[Data]
--- START ---

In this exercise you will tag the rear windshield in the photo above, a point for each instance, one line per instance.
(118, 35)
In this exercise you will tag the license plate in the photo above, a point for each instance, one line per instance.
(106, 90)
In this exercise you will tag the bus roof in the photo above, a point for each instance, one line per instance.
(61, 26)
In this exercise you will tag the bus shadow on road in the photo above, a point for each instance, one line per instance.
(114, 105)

--- END ---
--- START ---

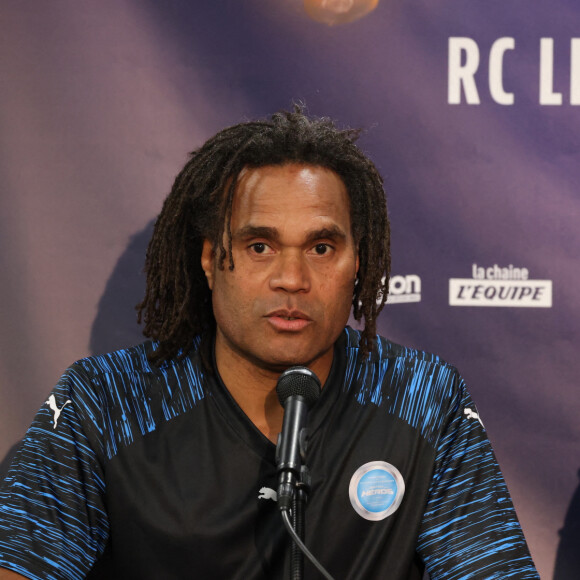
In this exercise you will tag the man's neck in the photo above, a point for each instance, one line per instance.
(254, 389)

--- END ---
--- START ---

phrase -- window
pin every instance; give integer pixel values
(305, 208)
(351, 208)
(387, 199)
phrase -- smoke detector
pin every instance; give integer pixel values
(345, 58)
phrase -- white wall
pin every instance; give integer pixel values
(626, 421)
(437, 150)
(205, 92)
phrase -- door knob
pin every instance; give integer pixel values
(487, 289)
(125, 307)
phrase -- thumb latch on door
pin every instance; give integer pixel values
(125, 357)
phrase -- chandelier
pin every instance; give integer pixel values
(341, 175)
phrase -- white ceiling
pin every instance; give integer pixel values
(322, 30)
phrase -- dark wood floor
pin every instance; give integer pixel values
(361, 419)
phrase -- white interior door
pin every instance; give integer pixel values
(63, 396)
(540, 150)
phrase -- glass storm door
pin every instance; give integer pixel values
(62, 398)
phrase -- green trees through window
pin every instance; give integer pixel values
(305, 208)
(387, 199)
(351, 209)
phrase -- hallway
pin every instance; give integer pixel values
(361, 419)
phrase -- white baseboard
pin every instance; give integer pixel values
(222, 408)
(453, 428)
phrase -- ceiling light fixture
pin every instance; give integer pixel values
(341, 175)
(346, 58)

--- END ---

[Problem requirements] Go through the data, and copy each line in which the word "window" appears.

[Solution to this task]
phrase -- window
phrase -- green trees through window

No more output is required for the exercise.